**GIVEN REQUEST:**
Extract every line of the data below that contains the string "jacket", treating uppercase and lowercase letters as distinct.

**INPUT ROWS:**
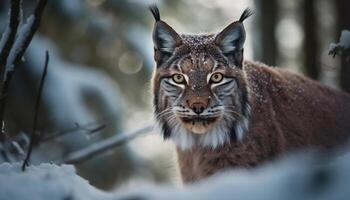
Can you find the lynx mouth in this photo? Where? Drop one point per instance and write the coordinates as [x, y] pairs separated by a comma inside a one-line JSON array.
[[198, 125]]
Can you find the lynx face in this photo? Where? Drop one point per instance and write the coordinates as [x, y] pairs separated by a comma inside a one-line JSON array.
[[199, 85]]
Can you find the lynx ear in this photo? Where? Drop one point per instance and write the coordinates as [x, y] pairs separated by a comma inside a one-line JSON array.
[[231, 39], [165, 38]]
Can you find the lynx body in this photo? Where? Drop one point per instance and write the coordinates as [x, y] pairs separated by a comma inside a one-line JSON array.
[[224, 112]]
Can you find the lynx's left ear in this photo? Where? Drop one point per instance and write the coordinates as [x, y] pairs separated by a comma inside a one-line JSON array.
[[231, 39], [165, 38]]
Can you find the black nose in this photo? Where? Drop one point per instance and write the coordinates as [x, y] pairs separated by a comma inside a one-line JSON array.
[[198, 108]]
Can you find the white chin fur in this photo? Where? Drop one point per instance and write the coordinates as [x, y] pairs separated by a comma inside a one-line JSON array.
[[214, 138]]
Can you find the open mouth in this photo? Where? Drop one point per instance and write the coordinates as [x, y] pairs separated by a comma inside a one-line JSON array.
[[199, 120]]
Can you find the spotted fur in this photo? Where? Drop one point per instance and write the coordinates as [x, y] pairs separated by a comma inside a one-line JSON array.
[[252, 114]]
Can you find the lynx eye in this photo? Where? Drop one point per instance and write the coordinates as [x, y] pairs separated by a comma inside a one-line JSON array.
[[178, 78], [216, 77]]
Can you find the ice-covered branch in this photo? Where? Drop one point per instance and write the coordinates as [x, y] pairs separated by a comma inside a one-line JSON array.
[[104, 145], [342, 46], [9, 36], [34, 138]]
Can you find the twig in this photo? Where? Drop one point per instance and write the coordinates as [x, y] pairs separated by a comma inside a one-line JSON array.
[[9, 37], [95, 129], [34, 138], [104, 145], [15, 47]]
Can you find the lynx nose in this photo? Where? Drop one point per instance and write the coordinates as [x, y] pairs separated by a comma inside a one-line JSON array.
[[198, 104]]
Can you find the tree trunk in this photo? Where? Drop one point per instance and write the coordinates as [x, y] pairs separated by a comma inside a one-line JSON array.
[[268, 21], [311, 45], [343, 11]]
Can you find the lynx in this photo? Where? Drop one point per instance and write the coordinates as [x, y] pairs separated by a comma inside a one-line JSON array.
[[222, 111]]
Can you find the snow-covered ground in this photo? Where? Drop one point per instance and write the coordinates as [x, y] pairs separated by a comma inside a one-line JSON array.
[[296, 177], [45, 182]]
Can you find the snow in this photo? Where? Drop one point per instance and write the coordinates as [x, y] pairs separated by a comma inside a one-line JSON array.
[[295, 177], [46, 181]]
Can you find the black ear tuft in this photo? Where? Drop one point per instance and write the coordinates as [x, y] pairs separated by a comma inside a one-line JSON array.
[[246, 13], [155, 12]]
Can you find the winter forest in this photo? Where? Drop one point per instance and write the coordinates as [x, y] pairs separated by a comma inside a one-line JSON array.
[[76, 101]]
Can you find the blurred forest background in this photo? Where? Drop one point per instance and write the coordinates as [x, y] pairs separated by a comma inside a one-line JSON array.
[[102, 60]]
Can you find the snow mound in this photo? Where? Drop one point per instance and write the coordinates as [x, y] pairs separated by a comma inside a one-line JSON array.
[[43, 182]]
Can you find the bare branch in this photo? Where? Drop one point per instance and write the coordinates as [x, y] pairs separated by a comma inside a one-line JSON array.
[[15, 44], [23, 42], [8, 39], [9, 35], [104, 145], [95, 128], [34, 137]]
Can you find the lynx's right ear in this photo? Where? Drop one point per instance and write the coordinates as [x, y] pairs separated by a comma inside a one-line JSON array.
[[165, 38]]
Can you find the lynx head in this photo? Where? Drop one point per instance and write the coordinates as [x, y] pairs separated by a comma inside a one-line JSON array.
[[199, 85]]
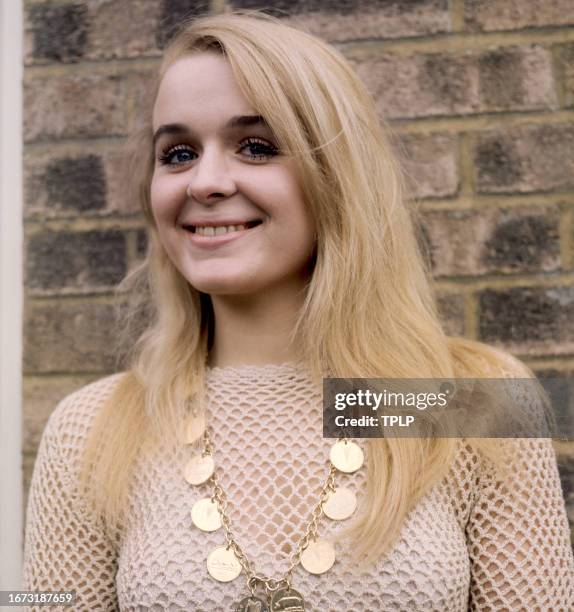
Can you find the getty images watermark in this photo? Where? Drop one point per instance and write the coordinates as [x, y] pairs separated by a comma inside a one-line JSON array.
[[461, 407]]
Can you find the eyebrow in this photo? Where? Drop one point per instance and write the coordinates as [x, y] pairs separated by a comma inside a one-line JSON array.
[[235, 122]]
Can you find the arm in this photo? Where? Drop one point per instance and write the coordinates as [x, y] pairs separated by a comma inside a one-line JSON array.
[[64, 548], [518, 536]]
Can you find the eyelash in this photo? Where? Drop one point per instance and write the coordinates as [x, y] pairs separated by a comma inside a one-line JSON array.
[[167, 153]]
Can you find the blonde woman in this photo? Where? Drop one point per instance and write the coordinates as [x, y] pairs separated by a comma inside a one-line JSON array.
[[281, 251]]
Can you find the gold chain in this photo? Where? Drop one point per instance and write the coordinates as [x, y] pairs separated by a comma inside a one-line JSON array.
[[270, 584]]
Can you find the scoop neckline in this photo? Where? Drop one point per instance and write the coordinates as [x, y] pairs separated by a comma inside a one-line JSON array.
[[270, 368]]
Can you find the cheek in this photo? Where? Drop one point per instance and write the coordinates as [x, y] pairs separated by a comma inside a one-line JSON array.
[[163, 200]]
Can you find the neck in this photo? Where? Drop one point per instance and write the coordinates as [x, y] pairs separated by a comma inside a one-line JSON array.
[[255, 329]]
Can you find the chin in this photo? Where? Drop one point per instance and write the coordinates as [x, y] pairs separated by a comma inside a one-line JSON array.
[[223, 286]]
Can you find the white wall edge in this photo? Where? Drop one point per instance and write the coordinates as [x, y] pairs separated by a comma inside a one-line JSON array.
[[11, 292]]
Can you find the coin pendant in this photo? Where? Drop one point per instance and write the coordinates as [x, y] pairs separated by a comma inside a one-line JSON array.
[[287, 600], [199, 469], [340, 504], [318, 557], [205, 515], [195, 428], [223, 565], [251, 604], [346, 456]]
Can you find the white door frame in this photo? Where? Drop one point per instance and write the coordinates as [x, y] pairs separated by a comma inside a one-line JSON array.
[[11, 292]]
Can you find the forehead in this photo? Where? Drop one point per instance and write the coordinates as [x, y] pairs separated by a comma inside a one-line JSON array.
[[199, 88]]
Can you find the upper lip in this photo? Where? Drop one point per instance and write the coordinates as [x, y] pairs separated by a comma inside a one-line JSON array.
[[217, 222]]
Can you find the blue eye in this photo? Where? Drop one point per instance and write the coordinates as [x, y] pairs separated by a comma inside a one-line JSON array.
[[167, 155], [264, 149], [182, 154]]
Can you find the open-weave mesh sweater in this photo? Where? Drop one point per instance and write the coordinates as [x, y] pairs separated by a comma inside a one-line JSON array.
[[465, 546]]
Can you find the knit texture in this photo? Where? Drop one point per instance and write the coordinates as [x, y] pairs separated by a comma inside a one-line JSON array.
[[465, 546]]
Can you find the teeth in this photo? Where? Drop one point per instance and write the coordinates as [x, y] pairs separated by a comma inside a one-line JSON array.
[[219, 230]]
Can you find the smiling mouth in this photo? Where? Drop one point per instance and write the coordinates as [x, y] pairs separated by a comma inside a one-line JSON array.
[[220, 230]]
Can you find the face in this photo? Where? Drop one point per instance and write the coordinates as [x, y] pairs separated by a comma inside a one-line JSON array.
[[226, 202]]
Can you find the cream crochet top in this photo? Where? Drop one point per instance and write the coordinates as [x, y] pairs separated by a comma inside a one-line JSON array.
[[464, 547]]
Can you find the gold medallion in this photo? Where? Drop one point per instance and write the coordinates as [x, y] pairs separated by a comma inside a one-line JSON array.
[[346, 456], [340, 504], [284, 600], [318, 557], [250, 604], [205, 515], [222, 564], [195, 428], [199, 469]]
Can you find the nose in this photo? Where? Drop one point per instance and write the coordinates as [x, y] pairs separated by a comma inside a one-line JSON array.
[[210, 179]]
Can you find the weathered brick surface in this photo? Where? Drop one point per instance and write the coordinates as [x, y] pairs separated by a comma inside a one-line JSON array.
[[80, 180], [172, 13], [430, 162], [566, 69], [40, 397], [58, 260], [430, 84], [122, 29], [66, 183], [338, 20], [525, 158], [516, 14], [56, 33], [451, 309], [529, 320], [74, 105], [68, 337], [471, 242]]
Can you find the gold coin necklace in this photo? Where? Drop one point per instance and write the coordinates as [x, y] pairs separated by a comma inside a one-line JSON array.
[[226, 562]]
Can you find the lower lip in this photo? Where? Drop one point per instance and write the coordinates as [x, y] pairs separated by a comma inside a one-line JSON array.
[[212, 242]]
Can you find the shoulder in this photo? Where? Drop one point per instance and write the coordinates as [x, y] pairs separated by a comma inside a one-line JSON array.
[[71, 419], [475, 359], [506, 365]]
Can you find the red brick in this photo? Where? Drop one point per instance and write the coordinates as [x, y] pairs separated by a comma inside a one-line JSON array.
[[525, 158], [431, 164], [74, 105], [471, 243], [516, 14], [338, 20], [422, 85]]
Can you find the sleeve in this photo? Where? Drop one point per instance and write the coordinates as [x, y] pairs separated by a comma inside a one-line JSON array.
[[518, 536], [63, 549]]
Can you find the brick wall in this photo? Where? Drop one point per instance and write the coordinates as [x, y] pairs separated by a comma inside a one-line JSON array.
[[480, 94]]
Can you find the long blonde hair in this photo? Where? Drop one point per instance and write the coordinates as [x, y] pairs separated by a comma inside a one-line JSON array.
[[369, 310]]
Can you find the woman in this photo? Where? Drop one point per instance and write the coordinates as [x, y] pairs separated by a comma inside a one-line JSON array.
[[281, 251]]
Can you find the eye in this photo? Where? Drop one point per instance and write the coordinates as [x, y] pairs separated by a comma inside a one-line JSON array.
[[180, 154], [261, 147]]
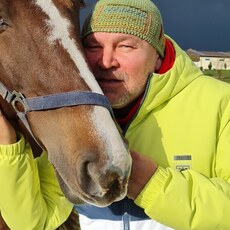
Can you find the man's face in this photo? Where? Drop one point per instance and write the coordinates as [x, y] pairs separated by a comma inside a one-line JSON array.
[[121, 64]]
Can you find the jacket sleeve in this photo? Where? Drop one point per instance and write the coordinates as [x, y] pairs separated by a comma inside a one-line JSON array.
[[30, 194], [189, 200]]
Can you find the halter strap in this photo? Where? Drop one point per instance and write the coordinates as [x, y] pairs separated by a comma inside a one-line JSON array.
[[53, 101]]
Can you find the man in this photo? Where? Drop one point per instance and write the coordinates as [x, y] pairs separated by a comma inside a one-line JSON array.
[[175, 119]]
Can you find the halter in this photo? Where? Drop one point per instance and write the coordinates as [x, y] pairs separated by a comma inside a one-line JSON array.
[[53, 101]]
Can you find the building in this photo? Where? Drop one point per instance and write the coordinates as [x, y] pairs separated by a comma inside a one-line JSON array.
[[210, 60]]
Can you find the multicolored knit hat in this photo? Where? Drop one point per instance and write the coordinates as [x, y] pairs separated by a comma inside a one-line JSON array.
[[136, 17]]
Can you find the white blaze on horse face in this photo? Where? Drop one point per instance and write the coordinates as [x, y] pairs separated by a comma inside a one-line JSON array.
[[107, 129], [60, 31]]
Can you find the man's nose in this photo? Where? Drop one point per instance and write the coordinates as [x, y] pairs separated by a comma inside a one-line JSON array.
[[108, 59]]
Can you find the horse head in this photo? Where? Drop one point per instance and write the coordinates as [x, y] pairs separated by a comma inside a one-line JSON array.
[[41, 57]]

...

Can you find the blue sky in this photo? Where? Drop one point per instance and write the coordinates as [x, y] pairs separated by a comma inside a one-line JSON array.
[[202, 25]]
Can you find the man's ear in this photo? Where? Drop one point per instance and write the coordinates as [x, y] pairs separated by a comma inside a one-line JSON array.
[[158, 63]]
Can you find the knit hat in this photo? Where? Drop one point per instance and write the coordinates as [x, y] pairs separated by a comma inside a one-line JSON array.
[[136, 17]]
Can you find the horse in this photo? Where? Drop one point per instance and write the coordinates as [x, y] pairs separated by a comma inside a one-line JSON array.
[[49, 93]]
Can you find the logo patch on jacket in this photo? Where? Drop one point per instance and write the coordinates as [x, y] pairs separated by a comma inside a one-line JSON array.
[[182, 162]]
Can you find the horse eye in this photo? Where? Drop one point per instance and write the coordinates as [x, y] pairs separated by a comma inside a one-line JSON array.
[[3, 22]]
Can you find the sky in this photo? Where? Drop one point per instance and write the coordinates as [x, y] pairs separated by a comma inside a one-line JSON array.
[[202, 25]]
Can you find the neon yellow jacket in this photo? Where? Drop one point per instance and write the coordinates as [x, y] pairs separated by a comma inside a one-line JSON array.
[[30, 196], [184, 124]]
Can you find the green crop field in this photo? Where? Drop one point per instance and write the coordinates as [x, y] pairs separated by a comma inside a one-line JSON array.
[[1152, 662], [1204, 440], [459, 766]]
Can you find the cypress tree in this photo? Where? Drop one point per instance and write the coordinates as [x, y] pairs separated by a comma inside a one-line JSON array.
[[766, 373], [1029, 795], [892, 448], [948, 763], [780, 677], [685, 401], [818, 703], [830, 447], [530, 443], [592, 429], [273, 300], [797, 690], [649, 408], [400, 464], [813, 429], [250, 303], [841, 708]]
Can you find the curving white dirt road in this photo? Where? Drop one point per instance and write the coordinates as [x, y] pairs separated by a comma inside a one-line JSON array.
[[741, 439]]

**WRITTEN RESPONSE:**
Can you find the jacket sleeve in this photo? Where? Drop one point per instance and write the coordinates as [x, y] pairs separated by a comma inside a one-line JSON array.
Can you find the logo patch on jacket in this photo? Where? Drop one point per instance and write the coordinates as [x, y] pairs separated by a comma inside a one-line JSON array.
Can you find the neon yellow jacket in this photo? Where? Drop one point per instance and write the coordinates as [x, y] pairs separated by a comma inside a one-line JSON array.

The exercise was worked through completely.